◆ Aim A ◆
Extract each line of the listing below that contains the string "tree". The match is case-sensitive.

◆ Excerpt ◆
* begin *
BITCH SALAD hosted by ANDREW JOHNSTON with SABRINA JALEES, NICOLE ARBOUR, JO-ANNA DOWNEY, KATIE CROWN and DANA ALEXANDER at Buddies in Bad Times (12 Alexander), Friday (August 17) at 8 pm. $8. 416-975-8555, www.myspace.com/notandrewjohnston. Rating: NNNNN


Here’s a test, people. think about that person you know who speaks incredibly quickly.

Speed up the voice, add a few dramatic eyebrow-raises and a couple of hush-hush confidences. And – voilà – you’ve got Andrew Johnston.

He’s the brash, ballsy and unabashedly out stand-up comic and host of Bitch Salad, a newish monthly showcase of comedy by fiercely funny women. Anyone can attend, but Johnston thinks the show will appeal especially to gay guys, straight women and their posses.

“Look at the fan bases for comics like Margaret Cho, Kathy Griffin, Sarah Silverman, Amy Sedaris or Amy Poehler,” says Johnston, rattling off their names with lightning speed. “They’re worshipped by gay guys. When Griffin travels to a new city, she says, ‘We’ve got to get the gays.’ I think there are female comics in this city with the potential to achieve that kind of cult personality. But it’s about concentrating all that talent in one place.”

One place, preferably, that isn’t overrun by straight white guys.

“If you’re a gay male or a woman, you’re probably not going to go out to a mainstream comedy club and sit through eight white guys with the exact same humour so you can see five minutes of Debra DiGiovanni.”
* end *
◆ Aim B ◆
Write the continuation of the article above about the Bitch Salad comedy showcase, starting right after its final sentence.

[Entries for labeling object positions]
* begin *
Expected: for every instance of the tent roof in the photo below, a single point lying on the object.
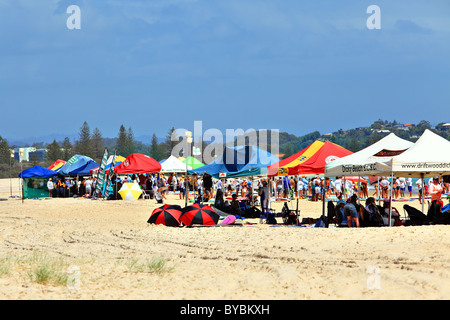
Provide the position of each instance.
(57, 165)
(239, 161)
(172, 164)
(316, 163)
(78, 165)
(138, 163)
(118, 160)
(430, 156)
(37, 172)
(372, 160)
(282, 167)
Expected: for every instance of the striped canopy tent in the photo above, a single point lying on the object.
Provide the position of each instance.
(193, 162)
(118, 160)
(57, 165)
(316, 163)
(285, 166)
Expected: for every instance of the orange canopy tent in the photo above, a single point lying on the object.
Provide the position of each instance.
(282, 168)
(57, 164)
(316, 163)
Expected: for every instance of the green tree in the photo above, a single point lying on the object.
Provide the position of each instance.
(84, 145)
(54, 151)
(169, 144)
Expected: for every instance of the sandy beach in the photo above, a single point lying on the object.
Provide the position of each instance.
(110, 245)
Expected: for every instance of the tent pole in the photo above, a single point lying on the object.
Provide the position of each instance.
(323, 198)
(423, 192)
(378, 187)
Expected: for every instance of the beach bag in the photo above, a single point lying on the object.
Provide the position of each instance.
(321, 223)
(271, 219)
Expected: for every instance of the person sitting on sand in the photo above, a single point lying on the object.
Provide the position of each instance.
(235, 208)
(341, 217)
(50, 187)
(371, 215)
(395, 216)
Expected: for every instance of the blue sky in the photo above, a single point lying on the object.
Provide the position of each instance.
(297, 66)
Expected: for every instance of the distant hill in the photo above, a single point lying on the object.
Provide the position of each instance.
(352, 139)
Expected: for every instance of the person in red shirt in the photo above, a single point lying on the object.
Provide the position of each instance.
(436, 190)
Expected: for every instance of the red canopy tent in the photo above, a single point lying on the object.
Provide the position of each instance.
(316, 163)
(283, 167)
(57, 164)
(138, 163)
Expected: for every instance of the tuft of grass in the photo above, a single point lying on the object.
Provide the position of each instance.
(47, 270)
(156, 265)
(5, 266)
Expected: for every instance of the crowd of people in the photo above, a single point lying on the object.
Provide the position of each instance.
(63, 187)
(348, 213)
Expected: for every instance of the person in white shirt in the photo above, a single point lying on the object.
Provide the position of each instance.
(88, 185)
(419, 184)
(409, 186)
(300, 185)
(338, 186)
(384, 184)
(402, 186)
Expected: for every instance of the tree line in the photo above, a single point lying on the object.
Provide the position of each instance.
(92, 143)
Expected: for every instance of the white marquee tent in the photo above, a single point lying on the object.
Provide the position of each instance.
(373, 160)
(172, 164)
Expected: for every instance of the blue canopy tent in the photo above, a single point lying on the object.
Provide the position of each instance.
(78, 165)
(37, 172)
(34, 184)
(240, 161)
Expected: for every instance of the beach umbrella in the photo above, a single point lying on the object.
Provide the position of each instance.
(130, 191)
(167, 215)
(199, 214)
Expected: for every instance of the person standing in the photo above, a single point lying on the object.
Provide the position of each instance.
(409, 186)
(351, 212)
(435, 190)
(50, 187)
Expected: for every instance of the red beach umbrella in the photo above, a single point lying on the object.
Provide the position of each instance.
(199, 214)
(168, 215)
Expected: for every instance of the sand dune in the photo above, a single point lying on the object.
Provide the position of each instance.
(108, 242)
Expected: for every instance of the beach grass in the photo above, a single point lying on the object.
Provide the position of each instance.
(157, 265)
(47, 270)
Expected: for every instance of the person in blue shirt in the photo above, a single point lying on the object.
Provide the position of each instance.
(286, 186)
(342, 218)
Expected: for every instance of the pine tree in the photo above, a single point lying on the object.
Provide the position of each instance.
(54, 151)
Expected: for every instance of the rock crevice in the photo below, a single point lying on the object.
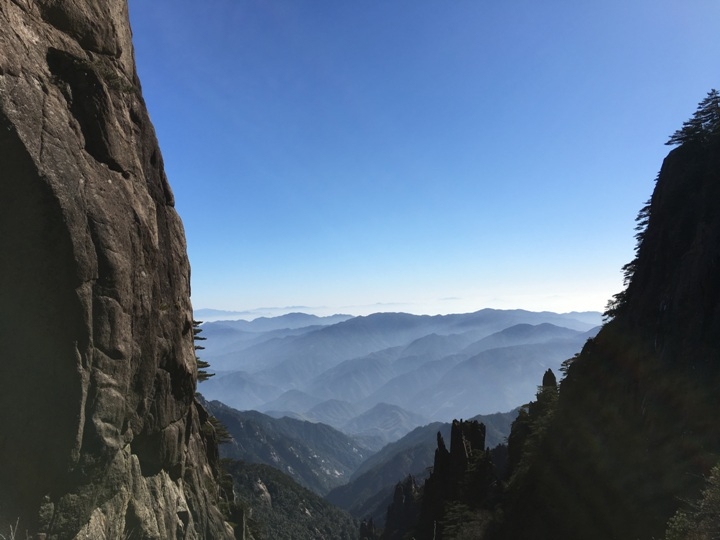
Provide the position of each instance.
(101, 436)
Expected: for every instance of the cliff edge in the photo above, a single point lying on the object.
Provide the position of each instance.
* end *
◆ Written reply A ◆
Expected: for every instance of the green tree in the photo above, a single point lying on the object.
Expected: for every instance of the tree line in the photo above, a single point lying on the object.
Expected: for every instance of the pine tree in the photo above, a single point lying on the object.

◆ Written reply B ◆
The liberal crowd and venue (Buddies) affects the performers’ delivery, says Johnston. Female comics can own their sexuality completely, and gay comics last month Trevor Boris, one of Johnston’s mentors and friends, took part don’t have to hold back either.

“In a mainstream club you’re kind of there on the audience’s terms,” says the Brockville-born comic, who sometimes performs at Yuk Yuk’s Downtown. “There’s compromise. I can’t, for instance, go on about how I lost my virginity or talk about foreskin and stuff. You have to put a different slant on it.”

Not that all gay crowds are created equal. During the lead-up to Pride, Johnston took part in a Homo Night In Canada show for a crowd of mostly older, wealthier gays who had paid $25 for tickets and were pretty much soused. He bombed.

“I’ll know if I ever do it again to go in with my most corporate, whitewashed material,” he says. “They liked predictable things about cats, next-door neighbours and the differences between straights and gays. Maybe my material goes over better with younger crowds. What was so crushing was that it means I won’t be playing gay family vacation cruiselines any time soon.”

He delivers that last line with deadpan earnestness, and then breaks into one of his nervous giggles.

Nominated for last year’s Tim Sims Encouragement Fund Award (he tells me he hated the telecast, however), Johnston makes a likeable, high-energy host. He looks as preppy, white and upper-middle-class as his fellow alumni at Queen’s University, but he readily admits to an obsession with urban black women.

One of his strongest bits includes a discussion of the roles black women get to play in film and TV: it’s either crack whore or Supreme Court judge. He’s got a killer story imitating a black woman on a late-night TV infomercial, and another bit where he’s more Jennifer Hudson than J-Hud herself.

“Whenever I hear straight male comics do impressions of gay men, they’re always wrong,” he laughs. “Margaret Cho imitates her gay friends in a black woman’s voice. That’s accurate. Talking with my co-fags is like being in a nail parlour in Hotlanta, Georgia.”

Lately Johnston’s been devoting a lot of his energy to his chatty blog, which every comedy fan needs to bookmark now (follow the links in address above).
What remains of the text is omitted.